= What is asked =
Copy the material below, swapping "log cabin" for "wooden hut" and leaving everything else as it is.

= Supplied material =
- - - - -
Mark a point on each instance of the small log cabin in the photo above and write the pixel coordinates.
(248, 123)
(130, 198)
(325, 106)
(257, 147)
- - - - -
= Correct response =
Mark a point on each instance of the small wooden hut in the photo above and write the pixel coordinates.
(248, 123)
(130, 198)
(325, 106)
(257, 147)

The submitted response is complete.